Фрагмент источника:

Мы поговорили с жителями маленькой деревушки, приютившейся на берегу; хотелось выяснить, устраивают ли фламинго здесь гнезда. Снимать птиц сейчас не имело смысла, но, если позднее они начнут гнездиться, мы могли бы вернуться сюда, захватив надувные лодки и болотные сапоги для защиты от разъедающей щелочной воды, и попытаться запечатлеть их: фламинго очень картинно стоят у своих маленьких, сооруженных из ила гнезд. Один из старожилов сказал, что в былые годы фламинго гнездились на соленой отмели в северной части озера, но вот уже много лет, как они перестали это делать. Неизвестно, стоило ли полагаться на эту информацию. Люди зачастую из самых лучших побуждений или из вежливости говорят вещи, которые не всегда соответствуют действительности; они просто не желают огорчать вас.
Мы решили обследовать другое крупное озеро — Ихотри, расположенное к северу от Тулиары. Переправа прошла без приключений, но дальше дорога к озеру оказалась тяжелой. Миля за милей мы кружили, огибая песчаные холмы вдоль побережья, затем свернули в глубь острова и двинулись через долины, усеянные коричневыми коническими термитниками, напоминавшими бетонные надолбы на рубеже противотанковой обороны.
По мере продвижения к северу растительность становилась все гуще. Вскоре мы оказались среди величественных баобабов, каких мне не доводилось видеть в Африке: здесь они были выше и раскидистей. Их огромные цилиндрические стволы поднимались на десять-двадцать метров, а плоская крона являла собой пучок тоненьких веточек, до смешного крохотных в сравнении с могучим, гигантским стволом. Баобабы выглядели как на детском рисунке, где все пропорции смещены, но зато передано впечатление. В Африке нелепый вид баобабов породил такую легенду: при сотворении мира первый баобаб оскорбил бога, тот в наказание вырвал его из земли и воткнул вершиной вниз, оставив корни болтаться в воздухе.

Содержание набора данных:
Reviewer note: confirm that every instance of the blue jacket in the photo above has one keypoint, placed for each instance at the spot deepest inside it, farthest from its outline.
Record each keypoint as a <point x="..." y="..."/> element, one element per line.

Формулировка задания: Продолжите путевой очерк о дороге к озеру Ихотри, начав сразу после последнего предложения, где пересказана легенда о баобабе.

Ответ на задание:
Издалека истинные размеры баобаба оценить трудно; дело в том, что глаз, словно отказываясь признать существование дерева такой немыслимой величины, искусственно приближает его к наблюдателю, тем самым уменьшая размеры и делая их более приемлемыми для воображения. Лишь когда мы натолкнулись на ствол, безжизненно распростертый у дороги, я смог в полной мере оценить эту громадину. Рядом с серо-стальным стволом наш «лендровер» казался карликом; таким он выглядел бы, вероятно, в соседстве с необъятным котлом океанского лайнера, который возят на верфь через город ночью, так как он занимает всю ширину улицы.
Вокруг озера Ихотри баобабы стояли частоколом. В просвете между ними вдруг замелькало что-то розовое. Мы рванулись туда и увидели птиц, величественно расхаживающих по озеру. По моим прикидкам, в стае насчитывалось тысяч десять фламинго, по с таким же успехом их могло быть и в два раза больше.
Мы разбили лагерь недалеко от рыбацкого поселка. На топком берегу соорудили прямоугольный навес, натянув на четыре жерди мешковину. Под ним установили камеры. Каждый день с утра мы забирались в это убежище, быстро превращавшееся на солнце в филиал адского пекла, и оттуда наблюдали за птицами, барахтавшимися в теплой воде. В стае выделялись две разновидности: обыкновенные, полутораметровые фламинго белого цвета, с редкими розовыми прожилками на крыльях и малые фламинго — пониже ростом, с тяжелыми черными клювами; у последних розовыми были не только крылья, но почти все оперение.
В столь огромном скоплении живых существ всегда есть что-то волнующее. От красоты зрелища перехватывает дыхание, от бесчисленности птиц кружится голова. Но, кроме того, почти физически ощущаешь сгусток витальной силы, неудержимую любовь к жизни. Можно, разумеется, свести ее к сумме биологических факторов, обусловливающих поведение птиц, можно даже точно установить численность стаи и измерить параметры отдельных особей популяции, и все же завораживающая притягательность картины останется до конца непостижимой.
По утрам птицы равномерно распределялись вдоль южного берега озера. Глубина здесь не превышала тридцати сантиметров, и фламинго с достоинством расхаживали по отмели, высоко задирая розовые ноги, наклоняя длинные шеи и погружая в воду изогнутые клювы.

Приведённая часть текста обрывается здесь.